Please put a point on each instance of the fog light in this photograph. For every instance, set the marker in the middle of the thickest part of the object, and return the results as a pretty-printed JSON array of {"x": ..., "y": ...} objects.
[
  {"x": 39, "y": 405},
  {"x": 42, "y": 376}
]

_What is being asked:_ Print every one of the records above verbatim, without changing a single character.

_Response to this task:_
Please put a point on each instance of the fog light in this photograph. For every instance, set the marker in the middle of the thickest part of the object, and return the results as a pretty-printed JSON array of {"x": ..., "y": ...} objects.
[
  {"x": 39, "y": 405},
  {"x": 42, "y": 376}
]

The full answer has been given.